§ **Information provided**
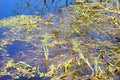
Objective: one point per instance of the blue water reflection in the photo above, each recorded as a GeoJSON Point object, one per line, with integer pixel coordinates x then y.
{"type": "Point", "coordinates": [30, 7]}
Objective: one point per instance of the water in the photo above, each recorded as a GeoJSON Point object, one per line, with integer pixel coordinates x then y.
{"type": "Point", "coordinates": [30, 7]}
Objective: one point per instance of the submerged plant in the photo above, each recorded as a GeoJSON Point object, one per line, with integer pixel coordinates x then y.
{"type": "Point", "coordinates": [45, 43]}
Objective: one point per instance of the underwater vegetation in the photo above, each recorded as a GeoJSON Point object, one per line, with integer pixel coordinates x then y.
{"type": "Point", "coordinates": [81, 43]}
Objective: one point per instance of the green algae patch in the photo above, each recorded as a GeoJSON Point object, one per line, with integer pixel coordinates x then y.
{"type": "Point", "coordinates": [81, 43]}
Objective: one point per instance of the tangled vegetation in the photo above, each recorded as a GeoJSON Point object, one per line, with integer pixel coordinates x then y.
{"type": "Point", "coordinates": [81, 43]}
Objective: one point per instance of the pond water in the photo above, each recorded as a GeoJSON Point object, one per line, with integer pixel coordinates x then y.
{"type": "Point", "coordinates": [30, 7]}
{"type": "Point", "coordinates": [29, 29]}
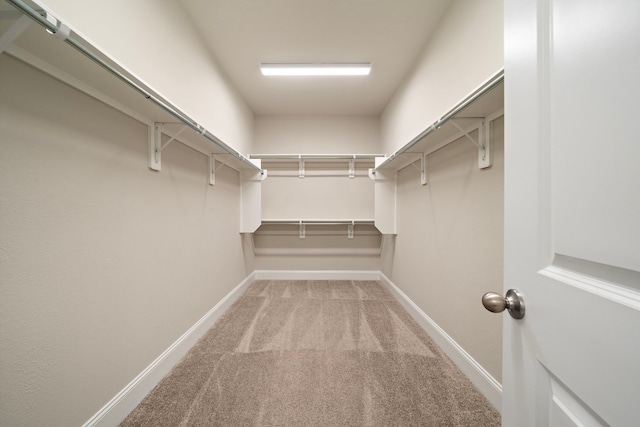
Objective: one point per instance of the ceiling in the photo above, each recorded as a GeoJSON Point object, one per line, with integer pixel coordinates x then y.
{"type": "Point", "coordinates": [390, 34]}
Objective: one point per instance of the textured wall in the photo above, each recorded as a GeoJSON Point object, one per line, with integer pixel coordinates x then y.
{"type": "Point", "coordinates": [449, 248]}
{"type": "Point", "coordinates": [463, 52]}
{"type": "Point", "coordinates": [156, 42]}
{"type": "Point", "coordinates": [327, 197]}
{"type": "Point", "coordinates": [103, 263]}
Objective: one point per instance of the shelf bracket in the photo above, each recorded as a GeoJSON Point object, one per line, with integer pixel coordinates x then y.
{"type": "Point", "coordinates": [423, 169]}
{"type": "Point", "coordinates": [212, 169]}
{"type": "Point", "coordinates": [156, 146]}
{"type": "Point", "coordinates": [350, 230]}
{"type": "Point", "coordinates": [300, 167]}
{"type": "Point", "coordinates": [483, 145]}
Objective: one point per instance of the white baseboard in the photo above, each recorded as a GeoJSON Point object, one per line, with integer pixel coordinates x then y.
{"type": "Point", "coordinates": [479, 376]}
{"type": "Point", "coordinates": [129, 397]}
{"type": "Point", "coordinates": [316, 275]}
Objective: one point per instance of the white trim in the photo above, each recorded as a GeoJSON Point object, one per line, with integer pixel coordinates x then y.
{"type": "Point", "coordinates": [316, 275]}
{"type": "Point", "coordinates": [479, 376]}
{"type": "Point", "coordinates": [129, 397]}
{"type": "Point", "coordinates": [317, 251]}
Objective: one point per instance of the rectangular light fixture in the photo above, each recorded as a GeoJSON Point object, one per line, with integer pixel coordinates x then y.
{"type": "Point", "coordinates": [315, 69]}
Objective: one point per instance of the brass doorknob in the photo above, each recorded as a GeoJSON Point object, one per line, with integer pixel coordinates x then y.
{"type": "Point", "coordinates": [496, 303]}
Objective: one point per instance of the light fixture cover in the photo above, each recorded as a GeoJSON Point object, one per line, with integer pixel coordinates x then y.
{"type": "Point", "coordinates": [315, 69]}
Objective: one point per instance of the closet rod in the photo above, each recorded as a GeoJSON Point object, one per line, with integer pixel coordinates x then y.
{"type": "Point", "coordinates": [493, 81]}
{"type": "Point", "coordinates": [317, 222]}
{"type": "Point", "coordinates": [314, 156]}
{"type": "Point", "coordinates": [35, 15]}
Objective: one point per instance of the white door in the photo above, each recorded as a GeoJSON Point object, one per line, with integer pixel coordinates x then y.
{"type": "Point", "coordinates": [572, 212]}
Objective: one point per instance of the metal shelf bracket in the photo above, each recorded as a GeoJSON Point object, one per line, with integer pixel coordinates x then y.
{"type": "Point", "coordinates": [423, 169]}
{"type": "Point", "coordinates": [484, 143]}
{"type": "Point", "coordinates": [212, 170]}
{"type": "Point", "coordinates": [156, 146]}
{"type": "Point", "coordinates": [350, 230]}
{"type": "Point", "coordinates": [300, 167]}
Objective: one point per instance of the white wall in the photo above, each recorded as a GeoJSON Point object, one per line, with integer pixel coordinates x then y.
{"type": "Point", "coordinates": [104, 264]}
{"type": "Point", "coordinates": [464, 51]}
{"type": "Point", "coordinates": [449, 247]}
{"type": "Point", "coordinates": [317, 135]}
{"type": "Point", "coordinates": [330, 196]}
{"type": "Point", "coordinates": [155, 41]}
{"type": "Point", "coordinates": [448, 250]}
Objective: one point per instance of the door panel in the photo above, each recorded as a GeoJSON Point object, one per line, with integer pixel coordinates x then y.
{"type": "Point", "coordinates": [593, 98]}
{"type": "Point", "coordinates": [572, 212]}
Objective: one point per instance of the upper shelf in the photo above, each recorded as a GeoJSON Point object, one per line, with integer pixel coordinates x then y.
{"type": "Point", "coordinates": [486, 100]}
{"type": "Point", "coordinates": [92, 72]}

§ **Exercise**
Everything in the entries above should be written out again exactly, except the images.

§ **Task response**
Objective: one point per instance of the blue water reflection in the photo above, each recorded as a GeoJSON Point object, one per line, with integer pixel coordinates x then y.
{"type": "Point", "coordinates": [30, 7]}
Objective: one point per instance of the water in the photo above, each recorded as a GeoJSON Point object, one per line, with integer pixel coordinates x then y.
{"type": "Point", "coordinates": [30, 7]}
Objective: one point per instance of the submerged plant in the photo above, each recorded as a GeoJSON Point object, one per line, with integer pixel coordinates x then y.
{"type": "Point", "coordinates": [45, 43]}
Objective: one point per instance of the underwater vegetation in the photo above, each recorded as a GeoJSON Point object, one per line, with integer pixel coordinates x then y.
{"type": "Point", "coordinates": [81, 43]}
Objective: one point per instance of the green algae patch in the photo above, each recorded as a GeoJSON Point object, one per line, with integer pixel coordinates x then y.
{"type": "Point", "coordinates": [81, 43]}
Objective: one point per instance of the tangled vegetation in the photo above, each recorded as a GeoJSON Point object, one per line, with integer pixel coordinates x then y.
{"type": "Point", "coordinates": [81, 43]}
Objective: one point per instance of the pond water in the photo above, each recorded as a GeoJSON Point object, one per line, with integer pixel coordinates x then y.
{"type": "Point", "coordinates": [30, 7]}
{"type": "Point", "coordinates": [29, 29]}
Objective: one point per instance of the ceiling in the photo above, each recorded as a GeoJSON Point object, one per line, with integer pixel coordinates x then y.
{"type": "Point", "coordinates": [390, 34]}
Objective: one point per instance of the textured wall in the photo above, each recorded as a GeoJSON Point object, one per line, with integer pixel coordinates x then y.
{"type": "Point", "coordinates": [449, 248]}
{"type": "Point", "coordinates": [463, 52]}
{"type": "Point", "coordinates": [156, 42]}
{"type": "Point", "coordinates": [327, 197]}
{"type": "Point", "coordinates": [103, 263]}
Objective: one point per instance of the shelf bracket in the photo above, each recorded as a GeoJSON Point object, one per line, with integer pixel coordinates x then y.
{"type": "Point", "coordinates": [423, 169]}
{"type": "Point", "coordinates": [212, 169]}
{"type": "Point", "coordinates": [156, 146]}
{"type": "Point", "coordinates": [350, 230]}
{"type": "Point", "coordinates": [300, 167]}
{"type": "Point", "coordinates": [483, 145]}
Objective: one point per instance of the white baseboard in the photo above, each recorded as a GeoJSON Point object, one per line, with integer pixel coordinates x then y.
{"type": "Point", "coordinates": [479, 376]}
{"type": "Point", "coordinates": [129, 397]}
{"type": "Point", "coordinates": [316, 275]}
Objective: one point per instance of the white trim in the photo above, each recorded as a GeoJSON Point object, one per line, with integer pixel coordinates x then y.
{"type": "Point", "coordinates": [316, 275]}
{"type": "Point", "coordinates": [479, 376]}
{"type": "Point", "coordinates": [129, 397]}
{"type": "Point", "coordinates": [317, 251]}
Objective: one point per instance of the rectangular light fixture in the photo above, each recorded as a GeoJSON Point object, one per line, with integer pixel coordinates x then y.
{"type": "Point", "coordinates": [315, 69]}
Objective: one point per instance of the brass doorknob in the photo above, each recorded as a GeoJSON Point object, one per line, with integer pixel coordinates x then y.
{"type": "Point", "coordinates": [496, 303]}
Objective: one point per instance of the light fixture cover in the photo above, each recorded as a GeoJSON Point object, one per line, with integer pixel coordinates x then y.
{"type": "Point", "coordinates": [315, 69]}
Objective: one point per instance of the closet rod in the photo above, each recorded as a GeoJSON Point object, one per line, with integer pixel coordinates x then y.
{"type": "Point", "coordinates": [493, 81]}
{"type": "Point", "coordinates": [317, 222]}
{"type": "Point", "coordinates": [314, 156]}
{"type": "Point", "coordinates": [35, 15]}
Objective: one point per instance of the white door in the photo above, each recorded as a GeoJSON Point object, one per line, with integer pixel coordinates x then y.
{"type": "Point", "coordinates": [572, 212]}
Objective: one point per instance of the metal shelf bracket in the photo above, each recorded as a GeoJSON Point object, one per line, with integer pixel coordinates x then y.
{"type": "Point", "coordinates": [423, 169]}
{"type": "Point", "coordinates": [484, 143]}
{"type": "Point", "coordinates": [212, 170]}
{"type": "Point", "coordinates": [156, 146]}
{"type": "Point", "coordinates": [350, 230]}
{"type": "Point", "coordinates": [300, 167]}
Objective: one point per instance of the white wall in the photo above, each recorded as a GeoJSON Point object, one per line, with integer pixel coordinates x then y.
{"type": "Point", "coordinates": [104, 264]}
{"type": "Point", "coordinates": [464, 51]}
{"type": "Point", "coordinates": [449, 247]}
{"type": "Point", "coordinates": [317, 135]}
{"type": "Point", "coordinates": [330, 196]}
{"type": "Point", "coordinates": [155, 41]}
{"type": "Point", "coordinates": [448, 250]}
Objective: one point per instance of the door panel in the photo above, each recorded as a GeoJSON Point object, one per line, with integer pixel coordinates x then y.
{"type": "Point", "coordinates": [593, 98]}
{"type": "Point", "coordinates": [572, 212]}
Objective: one point per instance of the upper shelf in the photo above, each recorded as a GeoJSON Point object, one per line, with integer pixel coordinates x then y.
{"type": "Point", "coordinates": [486, 100]}
{"type": "Point", "coordinates": [92, 72]}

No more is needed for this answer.